• [Exercise requirements]
Convert all of these records into a two-column CSV with the columns request and answer. Write one row per request, placing its text and its answer each in a single quoted field and replacing any line breaks with spaces.

• [Stored dataset items]
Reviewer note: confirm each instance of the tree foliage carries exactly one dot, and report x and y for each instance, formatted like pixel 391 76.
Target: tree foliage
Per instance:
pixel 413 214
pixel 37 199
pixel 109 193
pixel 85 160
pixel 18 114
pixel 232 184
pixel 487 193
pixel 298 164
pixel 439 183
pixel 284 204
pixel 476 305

• [Exercise output]
request,answer
"Reviewer note: confirm each instance of the tree foliage carries exactly one dot, and report x and y for each instance, formatted like pixel 391 76. Target: tree foliage Per instance:","pixel 413 214 pixel 37 199 pixel 109 193 pixel 85 160 pixel 18 114 pixel 232 184 pixel 487 193 pixel 298 164 pixel 439 183 pixel 284 204 pixel 476 305"